- [Task input]:
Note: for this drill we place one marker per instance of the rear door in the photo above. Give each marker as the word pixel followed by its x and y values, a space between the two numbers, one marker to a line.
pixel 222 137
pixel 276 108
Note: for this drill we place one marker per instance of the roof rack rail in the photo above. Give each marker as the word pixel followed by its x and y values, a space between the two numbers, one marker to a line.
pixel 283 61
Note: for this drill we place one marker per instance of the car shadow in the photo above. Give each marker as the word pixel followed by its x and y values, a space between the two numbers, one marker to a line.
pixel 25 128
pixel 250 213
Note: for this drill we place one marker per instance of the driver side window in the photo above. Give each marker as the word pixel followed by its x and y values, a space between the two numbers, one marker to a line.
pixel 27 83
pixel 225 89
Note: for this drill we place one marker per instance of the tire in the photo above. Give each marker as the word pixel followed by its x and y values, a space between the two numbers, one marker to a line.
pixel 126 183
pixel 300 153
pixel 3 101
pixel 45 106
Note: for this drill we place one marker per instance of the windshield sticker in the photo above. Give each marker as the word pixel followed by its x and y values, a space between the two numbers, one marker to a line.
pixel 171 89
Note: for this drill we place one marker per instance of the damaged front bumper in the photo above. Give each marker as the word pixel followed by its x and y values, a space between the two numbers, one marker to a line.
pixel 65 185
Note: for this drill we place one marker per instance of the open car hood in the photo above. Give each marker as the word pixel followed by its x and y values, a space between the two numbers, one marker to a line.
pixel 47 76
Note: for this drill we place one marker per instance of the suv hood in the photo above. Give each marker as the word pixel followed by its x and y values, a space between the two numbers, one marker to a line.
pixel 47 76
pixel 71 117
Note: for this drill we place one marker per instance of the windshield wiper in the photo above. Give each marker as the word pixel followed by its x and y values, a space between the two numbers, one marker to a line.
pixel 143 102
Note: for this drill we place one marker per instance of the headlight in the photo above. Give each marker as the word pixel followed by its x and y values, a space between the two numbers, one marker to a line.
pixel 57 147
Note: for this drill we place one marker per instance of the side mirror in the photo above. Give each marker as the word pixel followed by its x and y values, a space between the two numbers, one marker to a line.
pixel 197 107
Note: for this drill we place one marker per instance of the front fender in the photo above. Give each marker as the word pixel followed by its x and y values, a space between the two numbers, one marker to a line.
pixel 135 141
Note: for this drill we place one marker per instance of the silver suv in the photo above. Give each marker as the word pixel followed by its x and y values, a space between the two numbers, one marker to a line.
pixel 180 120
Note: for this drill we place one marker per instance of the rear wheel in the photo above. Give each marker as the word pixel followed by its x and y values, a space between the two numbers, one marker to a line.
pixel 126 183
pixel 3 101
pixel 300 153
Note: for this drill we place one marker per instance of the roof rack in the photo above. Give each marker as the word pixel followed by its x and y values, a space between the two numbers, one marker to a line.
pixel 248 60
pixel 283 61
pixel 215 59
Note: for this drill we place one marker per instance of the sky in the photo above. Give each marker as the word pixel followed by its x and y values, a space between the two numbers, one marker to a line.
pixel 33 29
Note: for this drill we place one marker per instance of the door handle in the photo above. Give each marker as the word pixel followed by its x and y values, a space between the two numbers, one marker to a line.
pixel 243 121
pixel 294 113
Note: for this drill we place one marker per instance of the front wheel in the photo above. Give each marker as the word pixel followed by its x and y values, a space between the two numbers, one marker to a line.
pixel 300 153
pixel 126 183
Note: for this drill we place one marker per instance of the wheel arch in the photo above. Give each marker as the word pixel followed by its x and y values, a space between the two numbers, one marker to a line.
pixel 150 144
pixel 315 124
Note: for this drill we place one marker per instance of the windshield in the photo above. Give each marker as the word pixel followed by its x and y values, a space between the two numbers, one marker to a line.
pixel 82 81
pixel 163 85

- [What to work on]: Recast the records above as a Markdown table with the columns Row and Line. Number each row in order, put one line per row, and leave out any blank lines.

- [Solution below]:
| Row | Line |
|---|---|
| 1 | Note: for this drill we place one marker per instance of the rear door in the photo above. Give each marker as the word pixel followed by its x and y values, a space between the two numbers, one marker to a line. |
| 2 | pixel 222 137 |
| 3 | pixel 276 108 |
| 4 | Note: for this drill we place one marker per instance of the roof rack rail in the photo above. Give each marker as the word pixel followed by its x and y values, a space between the two numbers, one marker to a line. |
| 5 | pixel 283 61 |
| 6 | Note: for this drill we place one marker per instance of the car shadow in the photo above. Give each marker as the word pixel followed by its x and y values, a space between the two numbers, one marker to a line. |
| 7 | pixel 25 128 |
| 8 | pixel 250 213 |
| 9 | Note: for this drill we place one marker per instance of the driver side window in the photo above. Give each marker as the word pixel followed by its x and y values, a space between the two numbers, one marker to a line. |
| 10 | pixel 27 83 |
| 11 | pixel 225 89 |
| 12 | Note: for this drill we place one marker per instance of the tire in the photo above. Give each marker as the word pixel followed by its x and y values, a space between the two numbers, one marker to a line. |
| 13 | pixel 126 183 |
| 14 | pixel 300 153 |
| 15 | pixel 3 101 |
| 16 | pixel 45 106 |
| 17 | Note: for this drill we place one marker per instance of the windshield sticker in the photo above. Give each marker as the word pixel followed by its x and y values, a space between the two numbers, one marker to a line. |
| 18 | pixel 171 89 |
| 19 | Note: for this drill we place one marker per instance of the damaged front bumper in the photo above. Give each marker as the word pixel followed by its x and y values, a space between the two numbers, one marker to a line. |
| 20 | pixel 65 185 |
| 21 | Note: for this drill we place one marker per instance of the open car hood in the photo above. Give each marker as the word pixel followed by its x and y values, a space between the two numbers, one marker to a line. |
| 22 | pixel 47 76 |
| 23 | Note: for this drill we place one marker per instance of the suv hood in the photo above. Give each marker as the word pixel followed by its x and y values, a space between the two numbers, one marker to a line. |
| 24 | pixel 47 76 |
| 25 | pixel 71 117 |
| 26 | Note: for this drill we place one marker per instance of the windshield wiper in the photo above. Give each marker as the word pixel followed by its x and y values, a space between the two numbers, one marker to a line. |
| 27 | pixel 143 102 |
| 28 | Note: for this drill we place one marker per instance of the headlight in the photo above. Give each marker as the word pixel followed by its x and y values, a space between the two numbers, one marker to a line. |
| 29 | pixel 57 147 |
| 30 | Note: for this drill we place one marker per instance of the side mirror in the photo above. Give each marker as the word pixel followed by its x and y values, a space between the two numbers, one marker to a line. |
| 31 | pixel 197 107 |
| 32 | Note: for this drill we place one marker per instance of the front fender in the photo above. Give each marker as the word pixel followed by its x and y values, a space between the two numbers, one marker to a line. |
| 33 | pixel 135 141 |
| 34 | Note: for this drill we place one marker per instance of the silver suv in the photo above. Give each marker as the word pixel followed by its x and y values, a space between the two numbers, one marker to a line. |
| 35 | pixel 180 120 |
| 36 | Note: for this drill we place one marker per instance of the rear wheel in the photo above. Give each marker as the word pixel followed by its x and y values, a space between the two numbers, one marker to a line. |
| 37 | pixel 126 183 |
| 38 | pixel 3 101 |
| 39 | pixel 300 153 |
| 40 | Note: for this drill we place one marker per instance of the roof rack in the photo above. Give each marker as the word pixel followed by its x and y values, a space between the two numbers, one marker to a line. |
| 41 | pixel 248 60 |
| 42 | pixel 283 61 |
| 43 | pixel 215 59 |
| 44 | Note: for this drill we place one marker per instance of the sky in the photo above. Give each marker as the word pixel followed by its x and y values, a space between the two numbers, one marker to a line. |
| 45 | pixel 33 29 |
| 46 | Note: for this drill we place one marker per instance of the door handle in the photo above. Give each marker as the word pixel followed by its x and y values, a space between the two numbers, one marker to a line. |
| 47 | pixel 243 121 |
| 48 | pixel 294 113 |
| 49 | Note: for this drill we place one marker per instance of the front wheel in the photo above. Give each marker as the word pixel followed by its x and y values, a space between the two numbers, one marker to a line. |
| 50 | pixel 300 153 |
| 51 | pixel 126 183 |
| 52 | Note: for this drill we place one marker per instance of the wheel arch in the photo above. Give each marker as the word pixel followed by its x and y values, a space between the two numbers, one marker to a line. |
| 53 | pixel 150 144 |
| 54 | pixel 315 124 |
| 55 | Note: for this drill we place one marker per instance of the windshield in the photo above. Give each marker as the word pixel followed by its x and y values, a space between the two numbers, one marker to a line. |
| 56 | pixel 82 81 |
| 57 | pixel 163 85 |